▸ Your objective
Reproduce the lines of the listing verbatim, beginning at the line containing "Each instance of the american" and stopping after the line containing "[[[210,74],[212,74],[213,71],[213,54],[212,52],[210,52]]]".

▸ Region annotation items
####################
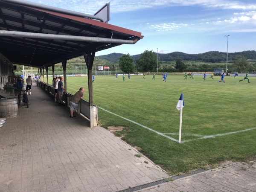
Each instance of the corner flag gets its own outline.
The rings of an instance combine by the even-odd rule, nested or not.
[[[180,111],[182,108],[183,108],[184,106],[184,101],[183,101],[183,93],[181,93],[178,103],[177,104],[177,105],[176,106],[176,108],[178,110]]]

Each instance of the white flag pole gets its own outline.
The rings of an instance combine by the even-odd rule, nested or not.
[[[181,140],[181,125],[182,124],[182,108],[180,108],[180,132],[179,133],[179,143],[180,143]]]

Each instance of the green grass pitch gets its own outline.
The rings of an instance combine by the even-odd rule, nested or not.
[[[125,127],[116,133],[170,174],[188,172],[220,162],[245,160],[256,155],[256,77],[225,77],[226,84],[207,76],[169,75],[167,82],[156,76],[96,76],[93,103],[99,122],[107,128]],[[88,78],[69,77],[67,92],[74,94],[85,88]],[[181,141],[176,141],[144,126],[178,140],[180,111],[176,108],[183,93]],[[124,119],[123,117],[128,120]],[[135,122],[137,124],[135,124]],[[143,125],[143,126],[141,126]],[[242,131],[245,130],[246,131]],[[233,133],[233,134],[231,134]],[[204,138],[205,137],[207,138]]]

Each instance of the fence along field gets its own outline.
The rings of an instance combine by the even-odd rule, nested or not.
[[[188,76],[186,80],[183,76],[169,75],[166,83],[161,76],[155,80],[151,75],[145,79],[126,76],[124,82],[120,77],[95,77],[93,102],[99,107],[100,125],[124,127],[116,135],[170,174],[255,157],[256,77],[250,77],[249,84],[239,82],[242,77],[225,77],[225,84],[217,82],[219,76],[205,81]],[[80,87],[87,89],[87,77],[69,77],[67,81],[69,93]],[[176,105],[181,93],[185,106],[179,143]]]

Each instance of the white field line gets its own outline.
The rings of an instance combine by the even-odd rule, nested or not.
[[[195,138],[195,139],[192,139],[192,140],[186,140],[185,141],[182,141],[181,143],[185,143],[185,142],[187,142],[188,141],[193,141],[193,140],[197,140],[208,139],[208,138],[214,138],[215,137],[217,137],[217,136],[223,136],[224,135],[231,135],[231,134],[235,134],[236,133],[241,133],[242,132],[248,131],[253,130],[254,129],[256,129],[256,127],[254,127],[253,128],[249,128],[249,129],[244,129],[243,130],[238,131],[237,131],[229,132],[228,133],[224,133],[221,134],[216,134],[215,135],[205,135],[201,137],[197,138]]]
[[[155,131],[154,129],[152,129],[149,128],[149,127],[146,127],[145,126],[144,126],[143,125],[141,125],[141,124],[140,124],[139,123],[135,122],[135,121],[132,121],[132,120],[130,120],[130,119],[127,119],[127,118],[126,118],[124,117],[123,116],[120,116],[120,115],[117,115],[117,114],[114,113],[112,113],[111,112],[109,111],[108,111],[106,110],[105,109],[103,109],[103,108],[100,108],[100,107],[99,107],[99,106],[98,106],[98,108],[99,108],[100,109],[102,109],[102,110],[105,111],[107,111],[107,112],[109,113],[111,113],[111,114],[112,114],[113,115],[115,115],[116,116],[119,116],[119,117],[120,117],[120,118],[121,118],[122,119],[125,119],[125,120],[127,120],[128,121],[129,121],[130,122],[131,122],[132,123],[134,123],[134,124],[136,124],[136,125],[138,125],[139,126],[140,126],[141,127],[143,127],[144,128],[146,128],[146,129],[148,129],[148,130],[150,130],[150,131],[151,131],[154,132],[156,133],[156,134],[158,134],[159,135],[162,135],[162,136],[163,136],[163,137],[166,137],[168,138],[168,139],[169,139],[171,140],[172,140],[174,141],[175,141],[176,142],[179,142],[178,140],[175,140],[174,138],[171,137],[169,137],[169,136],[168,136],[167,135],[166,135],[164,134],[162,134],[162,133],[160,133],[160,132],[159,132],[158,131]]]
[[[151,128],[150,128],[149,127],[144,126],[143,125],[141,125],[141,124],[137,123],[137,122],[135,122],[135,121],[134,121],[132,120],[130,120],[129,119],[126,118],[123,116],[120,116],[119,115],[117,115],[117,114],[114,113],[113,113],[110,112],[108,110],[106,110],[105,109],[104,109],[103,108],[102,108],[100,107],[99,107],[99,106],[97,106],[97,107],[98,108],[100,108],[100,109],[102,109],[102,110],[105,111],[106,111],[108,113],[111,113],[113,115],[117,116],[123,119],[124,119],[126,120],[127,121],[128,121],[130,122],[134,123],[134,124],[136,124],[139,126],[140,126],[141,127],[142,127],[145,128],[148,130],[151,131],[156,133],[156,134],[158,134],[159,135],[162,135],[162,136],[163,136],[165,137],[168,138],[168,139],[169,139],[171,140],[172,140],[174,141],[175,141],[176,142],[179,142],[179,141],[178,140],[176,140],[174,138],[171,137],[169,137],[167,135],[166,135],[166,134],[173,135],[178,135],[178,133],[160,133],[160,132],[157,131],[155,131],[154,129],[152,129]],[[182,141],[181,143],[186,143],[186,142],[188,142],[189,141],[194,141],[194,140],[197,140],[208,139],[209,138],[214,138],[215,137],[217,137],[217,136],[223,136],[224,135],[230,135],[232,134],[235,134],[236,133],[241,133],[242,132],[248,131],[253,130],[254,129],[256,129],[256,127],[254,127],[253,128],[250,128],[247,129],[244,129],[243,130],[238,131],[237,131],[230,132],[228,132],[228,133],[224,133],[221,134],[216,134],[215,135],[198,135],[197,134],[181,134],[182,136],[182,135],[183,135],[183,136],[195,136],[195,137],[201,137],[197,138],[195,138],[195,139],[192,139],[191,140],[186,140],[184,141]]]

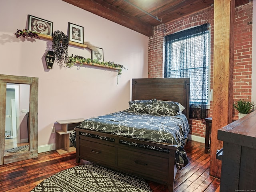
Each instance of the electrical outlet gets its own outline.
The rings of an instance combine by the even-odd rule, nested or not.
[[[54,127],[52,128],[52,133],[55,133],[55,128]]]

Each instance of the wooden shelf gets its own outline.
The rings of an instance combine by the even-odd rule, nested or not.
[[[52,36],[50,36],[49,35],[45,35],[44,34],[38,34],[38,36],[40,38],[42,38],[42,39],[47,39],[48,40],[52,40]],[[86,48],[86,47],[87,47],[87,46],[86,45],[84,45],[83,44],[81,44],[80,43],[76,43],[76,42],[73,42],[72,41],[70,41],[69,42],[69,44],[70,45],[73,45],[74,46],[76,46],[77,47],[81,47],[82,48]],[[77,61],[76,62],[77,64],[81,64],[80,63],[80,62],[79,62],[78,61]],[[115,70],[119,70],[119,69],[120,69],[119,68],[115,68],[115,67],[113,67],[112,66],[105,66],[105,65],[100,65],[100,64],[98,64],[98,63],[83,63],[83,65],[89,65],[89,66],[96,66],[97,67],[102,67],[102,68],[110,68],[110,69],[114,69]]]
[[[48,40],[52,40],[52,36],[50,36],[49,35],[45,35],[44,34],[38,34],[38,36],[40,38],[42,38],[42,39],[47,39]],[[86,45],[85,45],[84,44],[81,44],[80,43],[77,43],[76,42],[73,42],[72,41],[69,42],[69,44],[70,45],[72,45],[73,46],[76,46],[76,47],[79,47],[82,48],[86,48],[87,47],[87,46]]]
[[[79,125],[85,119],[69,119],[56,121],[61,125],[61,130],[56,131],[56,150],[60,154],[74,151],[74,147],[70,147],[69,134],[73,132],[76,126]]]
[[[77,61],[76,62],[78,64],[81,64],[81,63],[80,63],[80,62],[79,62],[78,61]],[[98,64],[98,63],[83,63],[83,65],[90,65],[91,66],[96,66],[97,67],[103,67],[103,68],[110,68],[110,69],[114,69],[115,70],[119,70],[120,69],[119,68],[115,68],[115,67],[113,67],[112,66],[107,66],[107,65],[105,66],[105,65],[100,65],[100,64]]]

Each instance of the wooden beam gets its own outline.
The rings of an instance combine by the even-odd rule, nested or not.
[[[4,138],[5,132],[5,114],[6,99],[6,83],[0,82],[0,165],[4,164]]]
[[[213,104],[210,174],[220,178],[221,161],[216,152],[222,147],[218,130],[232,122],[234,1],[214,0]]]
[[[151,25],[101,0],[62,0],[146,36],[154,34]]]

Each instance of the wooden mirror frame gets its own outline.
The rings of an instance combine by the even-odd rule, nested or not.
[[[28,151],[4,156],[4,132],[7,83],[30,85]],[[38,157],[38,78],[0,74],[0,165]]]

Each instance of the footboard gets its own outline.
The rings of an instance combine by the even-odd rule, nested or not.
[[[76,162],[84,159],[148,180],[166,185],[173,191],[176,145],[139,140],[131,138],[76,128]],[[83,132],[111,138],[99,139],[81,134]],[[134,142],[168,149],[162,152],[124,144]]]

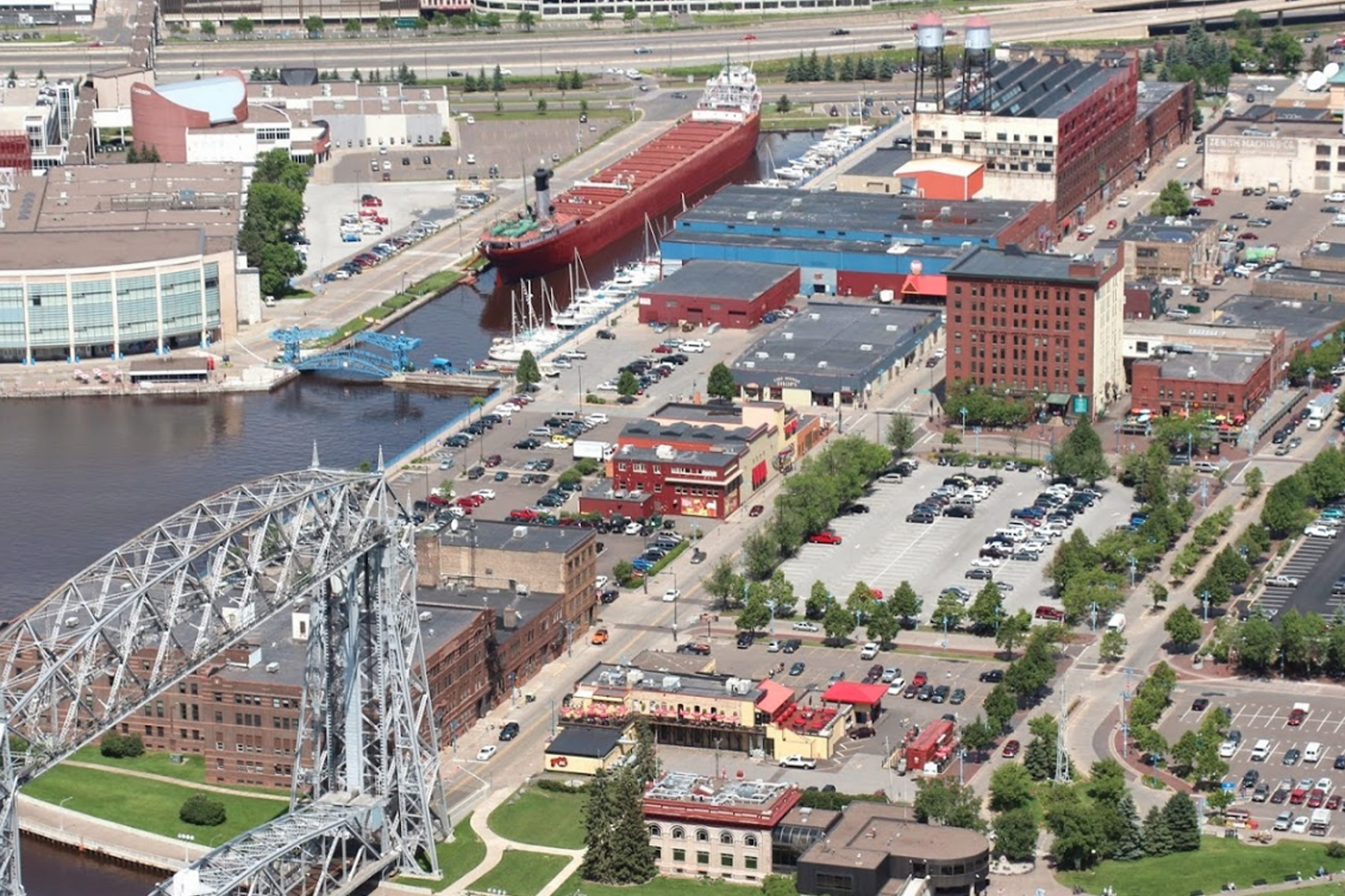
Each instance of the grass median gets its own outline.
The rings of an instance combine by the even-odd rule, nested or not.
[[[495,868],[486,872],[472,891],[477,893],[504,892],[508,896],[537,896],[543,887],[565,870],[569,858],[526,849],[506,849]],[[642,896],[644,891],[640,891]]]
[[[530,787],[504,801],[487,823],[500,837],[519,844],[582,849],[586,801],[582,794]]]
[[[274,799],[207,793],[223,803],[227,818],[215,827],[196,827],[178,817],[187,798],[200,793],[191,785],[172,785],[145,778],[129,779],[114,771],[56,766],[23,789],[34,799],[65,805],[66,809],[126,825],[163,837],[192,834],[196,842],[219,845],[245,830],[288,811],[289,806]]]
[[[1247,889],[1256,881],[1283,883],[1302,875],[1309,880],[1318,866],[1341,869],[1340,858],[1326,857],[1326,844],[1280,840],[1271,846],[1252,846],[1237,840],[1201,837],[1193,853],[1173,853],[1132,862],[1104,861],[1093,870],[1059,875],[1067,887],[1100,893],[1111,887],[1116,896],[1190,896],[1217,893],[1225,884]],[[1299,892],[1299,891],[1294,891]]]

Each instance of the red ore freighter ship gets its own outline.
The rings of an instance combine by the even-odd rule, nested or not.
[[[625,159],[554,199],[551,171],[533,172],[530,210],[482,235],[482,253],[508,278],[537,277],[609,246],[728,175],[756,150],[761,90],[746,66],[725,66],[691,114]]]

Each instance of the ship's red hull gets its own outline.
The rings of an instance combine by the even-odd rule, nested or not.
[[[668,172],[671,176],[654,179],[550,239],[522,247],[483,246],[482,251],[510,279],[549,274],[573,262],[576,254],[586,258],[599,253],[643,227],[646,215],[671,208],[683,196],[709,187],[746,161],[756,150],[760,124],[760,117],[752,116],[742,125],[725,130],[722,138],[679,163]]]

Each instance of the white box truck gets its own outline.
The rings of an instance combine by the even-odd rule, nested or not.
[[[582,457],[592,458],[594,461],[611,461],[615,449],[609,442],[593,442],[589,439],[576,439],[574,442],[574,459]]]

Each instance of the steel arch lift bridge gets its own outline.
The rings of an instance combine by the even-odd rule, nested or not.
[[[382,467],[382,463],[379,463]],[[313,466],[157,523],[0,631],[0,896],[24,782],[281,613],[309,638],[289,813],[161,896],[343,896],[438,876],[451,836],[416,611],[414,529],[382,472]]]

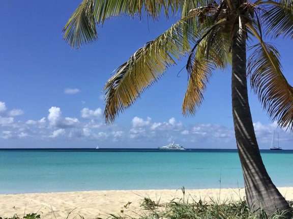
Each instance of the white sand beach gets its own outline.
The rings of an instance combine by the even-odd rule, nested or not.
[[[278,188],[287,200],[293,200],[293,187]],[[185,198],[206,201],[211,198],[217,201],[239,200],[245,196],[243,188],[186,189]],[[144,197],[149,197],[160,203],[174,198],[182,198],[178,190],[129,190],[73,191],[0,195],[0,216],[12,216],[14,214],[38,212],[42,218],[106,218],[109,213],[126,214],[139,213],[140,204]],[[124,205],[131,202],[128,208]],[[78,217],[76,217],[78,216]]]

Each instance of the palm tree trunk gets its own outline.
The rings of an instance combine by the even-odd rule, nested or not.
[[[268,214],[288,210],[289,205],[272,182],[259,153],[248,103],[246,35],[241,23],[232,44],[232,107],[238,153],[249,206]],[[290,213],[287,218],[290,218]]]

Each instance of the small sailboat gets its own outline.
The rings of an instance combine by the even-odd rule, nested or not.
[[[278,144],[277,146],[275,144],[275,131],[273,131],[273,139],[272,139],[272,143],[271,143],[271,148],[270,150],[283,150],[281,147],[279,146],[279,132],[278,132]]]

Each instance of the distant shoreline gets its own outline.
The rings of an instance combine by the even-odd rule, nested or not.
[[[278,187],[286,199],[293,200],[293,187]],[[186,189],[185,198],[207,202],[211,198],[217,202],[244,200],[244,188],[209,188]],[[144,197],[163,203],[174,198],[183,197],[181,189],[150,190],[111,190],[63,193],[32,193],[0,195],[0,216],[12,216],[14,214],[38,213],[41,218],[52,215],[66,218],[75,209],[71,218],[79,214],[85,218],[106,218],[109,213],[126,214],[136,213]],[[129,207],[124,205],[131,202]]]

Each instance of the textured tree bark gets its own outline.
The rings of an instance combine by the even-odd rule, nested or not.
[[[273,183],[262,162],[248,103],[246,36],[240,28],[232,44],[232,107],[238,153],[242,167],[248,204],[268,214],[289,210],[285,199]],[[290,218],[288,212],[285,218]]]

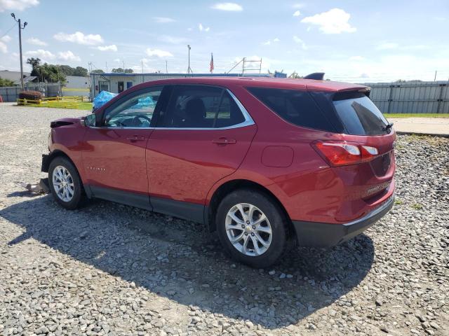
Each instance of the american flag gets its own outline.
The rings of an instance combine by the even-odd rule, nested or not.
[[[210,74],[212,74],[213,71],[213,54],[212,52],[210,52]]]

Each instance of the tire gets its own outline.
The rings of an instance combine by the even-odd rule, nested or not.
[[[78,209],[85,200],[83,183],[78,171],[65,158],[59,156],[50,162],[48,185],[55,200],[67,210]]]
[[[263,215],[267,219],[257,223]],[[276,263],[289,246],[288,220],[264,193],[250,189],[229,193],[218,206],[215,220],[218,237],[227,252],[235,260],[252,267],[266,268]],[[231,239],[235,239],[234,243]],[[248,240],[246,248],[245,240]]]

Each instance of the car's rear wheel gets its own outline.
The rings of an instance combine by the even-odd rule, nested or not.
[[[264,193],[248,189],[232,192],[218,206],[215,220],[227,251],[249,266],[271,266],[287,248],[287,219]]]
[[[81,204],[84,199],[81,181],[67,159],[58,157],[50,162],[48,182],[53,198],[64,208],[74,210]]]

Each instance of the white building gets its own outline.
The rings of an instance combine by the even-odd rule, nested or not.
[[[238,77],[239,74],[123,74],[91,73],[91,98],[94,98],[102,91],[120,93],[132,86],[144,82],[166,78],[179,78],[186,77]],[[267,74],[262,74],[262,77],[269,77]]]

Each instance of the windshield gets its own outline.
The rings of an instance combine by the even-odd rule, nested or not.
[[[334,106],[348,134],[382,135],[391,132],[388,122],[379,108],[366,95],[348,99],[334,97]]]

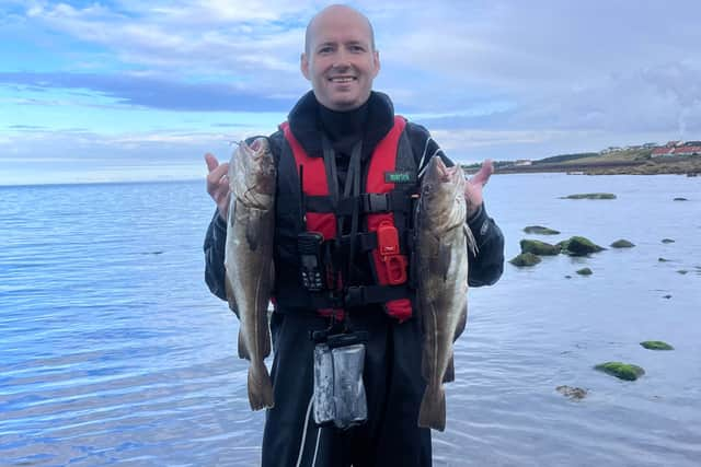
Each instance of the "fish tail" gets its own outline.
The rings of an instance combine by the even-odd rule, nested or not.
[[[426,387],[418,409],[418,425],[438,431],[446,429],[446,392],[441,384]]]
[[[274,405],[273,382],[263,362],[249,367],[249,402],[251,410],[261,410]]]

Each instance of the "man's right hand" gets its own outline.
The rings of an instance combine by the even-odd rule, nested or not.
[[[227,221],[229,217],[229,163],[217,161],[214,154],[205,154],[207,163],[207,192],[217,203],[219,217]]]

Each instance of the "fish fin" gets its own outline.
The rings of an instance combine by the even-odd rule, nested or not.
[[[249,404],[251,404],[251,410],[261,410],[275,405],[273,382],[263,362],[249,367]]]
[[[464,236],[468,238],[468,252],[471,252],[472,256],[478,256],[480,248],[478,248],[478,241],[472,235],[472,230],[467,223],[462,225],[462,229],[464,230]]]
[[[243,340],[243,332],[239,329],[239,359],[251,360],[249,349],[245,347],[245,340]]]
[[[462,331],[464,331],[464,327],[468,325],[468,302],[464,302],[464,312],[460,313],[460,320],[456,325],[456,331],[452,335],[452,341],[458,340],[460,336],[462,336]]]
[[[418,425],[438,431],[446,429],[446,392],[443,385],[426,387],[418,409]]]
[[[456,381],[456,355],[450,355],[448,360],[448,366],[446,367],[446,374],[443,376],[444,383],[452,383]]]
[[[443,277],[444,282],[448,280],[448,269],[450,269],[450,256],[452,248],[443,242],[438,245],[438,262],[436,272]]]
[[[240,318],[239,307],[237,306],[237,299],[233,296],[233,288],[231,287],[231,282],[229,282],[229,279],[225,279],[223,288],[227,291],[227,302],[229,302],[229,310],[231,310],[233,314],[237,315],[238,318]]]
[[[251,252],[255,252],[258,247],[261,235],[261,211],[258,209],[249,210],[249,219],[245,224],[245,240],[249,243]]]

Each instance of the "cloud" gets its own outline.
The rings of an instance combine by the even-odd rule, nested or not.
[[[87,89],[113,97],[118,104],[169,110],[283,112],[294,104],[289,98],[267,97],[227,83],[187,83],[138,74],[0,72],[0,84]]]

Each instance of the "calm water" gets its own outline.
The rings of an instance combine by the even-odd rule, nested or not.
[[[618,199],[558,199],[588,191]],[[435,465],[700,465],[701,179],[496,176],[487,199],[507,258],[530,224],[636,247],[470,292]],[[0,465],[257,464],[238,323],[203,280],[211,212],[204,182],[0,187]]]

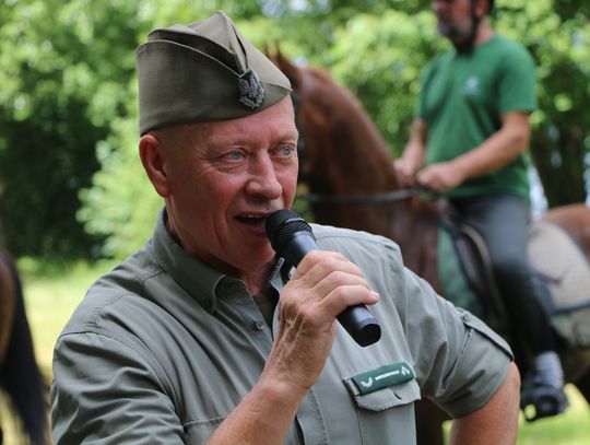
####################
▸ Exercise output
Each instance of the american flag gets its own outline.
The rings of an instance combine by the even-odd rule, nested or not.
[[[210,74],[212,74],[213,71],[213,54],[212,52],[210,52]]]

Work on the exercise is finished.